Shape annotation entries
--- Begin ---

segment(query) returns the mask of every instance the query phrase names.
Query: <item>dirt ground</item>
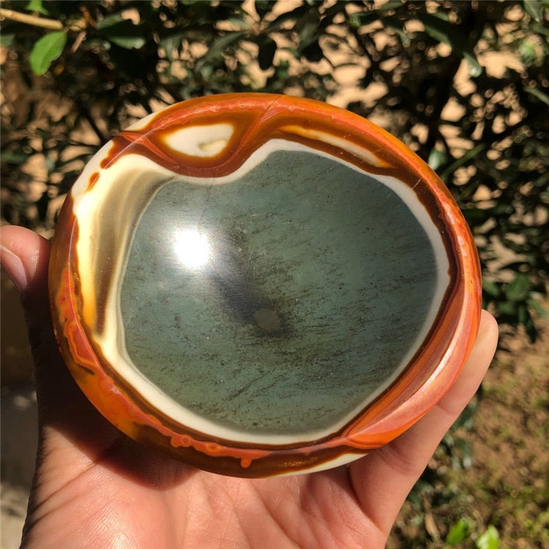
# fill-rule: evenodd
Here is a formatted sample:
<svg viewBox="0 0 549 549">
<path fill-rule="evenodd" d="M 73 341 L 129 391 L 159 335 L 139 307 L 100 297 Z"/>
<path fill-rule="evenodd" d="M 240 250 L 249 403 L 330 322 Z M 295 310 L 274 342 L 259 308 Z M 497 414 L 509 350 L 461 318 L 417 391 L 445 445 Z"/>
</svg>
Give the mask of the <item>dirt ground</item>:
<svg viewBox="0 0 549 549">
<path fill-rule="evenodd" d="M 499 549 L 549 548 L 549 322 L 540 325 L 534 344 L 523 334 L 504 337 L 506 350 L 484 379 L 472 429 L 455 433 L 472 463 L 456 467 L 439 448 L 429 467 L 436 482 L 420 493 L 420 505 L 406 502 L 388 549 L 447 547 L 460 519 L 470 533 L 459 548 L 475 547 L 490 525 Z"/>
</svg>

--- End ---
--- Begin ---

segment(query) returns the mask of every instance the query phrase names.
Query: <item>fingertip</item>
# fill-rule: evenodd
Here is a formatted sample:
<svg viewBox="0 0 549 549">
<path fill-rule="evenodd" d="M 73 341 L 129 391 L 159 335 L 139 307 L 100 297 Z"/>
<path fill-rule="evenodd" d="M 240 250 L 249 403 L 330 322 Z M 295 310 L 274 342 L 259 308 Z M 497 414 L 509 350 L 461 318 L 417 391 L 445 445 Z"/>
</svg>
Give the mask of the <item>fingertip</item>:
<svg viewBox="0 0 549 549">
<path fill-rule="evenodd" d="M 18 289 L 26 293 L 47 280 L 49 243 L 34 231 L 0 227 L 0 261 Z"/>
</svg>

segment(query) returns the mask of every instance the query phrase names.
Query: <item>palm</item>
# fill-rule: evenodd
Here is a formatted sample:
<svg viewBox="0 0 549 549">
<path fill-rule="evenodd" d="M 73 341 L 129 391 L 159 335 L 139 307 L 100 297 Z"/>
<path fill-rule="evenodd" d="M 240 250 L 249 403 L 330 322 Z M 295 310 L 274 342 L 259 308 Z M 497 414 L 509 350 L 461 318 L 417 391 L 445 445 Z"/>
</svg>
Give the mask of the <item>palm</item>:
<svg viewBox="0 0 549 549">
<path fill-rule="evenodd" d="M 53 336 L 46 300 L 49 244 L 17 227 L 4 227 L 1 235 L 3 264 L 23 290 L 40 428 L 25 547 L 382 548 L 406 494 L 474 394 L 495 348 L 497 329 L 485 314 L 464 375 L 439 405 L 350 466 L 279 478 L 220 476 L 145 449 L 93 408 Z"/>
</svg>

--- End ---

PROBLEM REQUIREMENTS: Find each line in the items that contains the string "fingertip", and copy those lines out.

THE OUTPUT:
Query: <item>fingertip</item>
Give the mask of the <item>fingertip</item>:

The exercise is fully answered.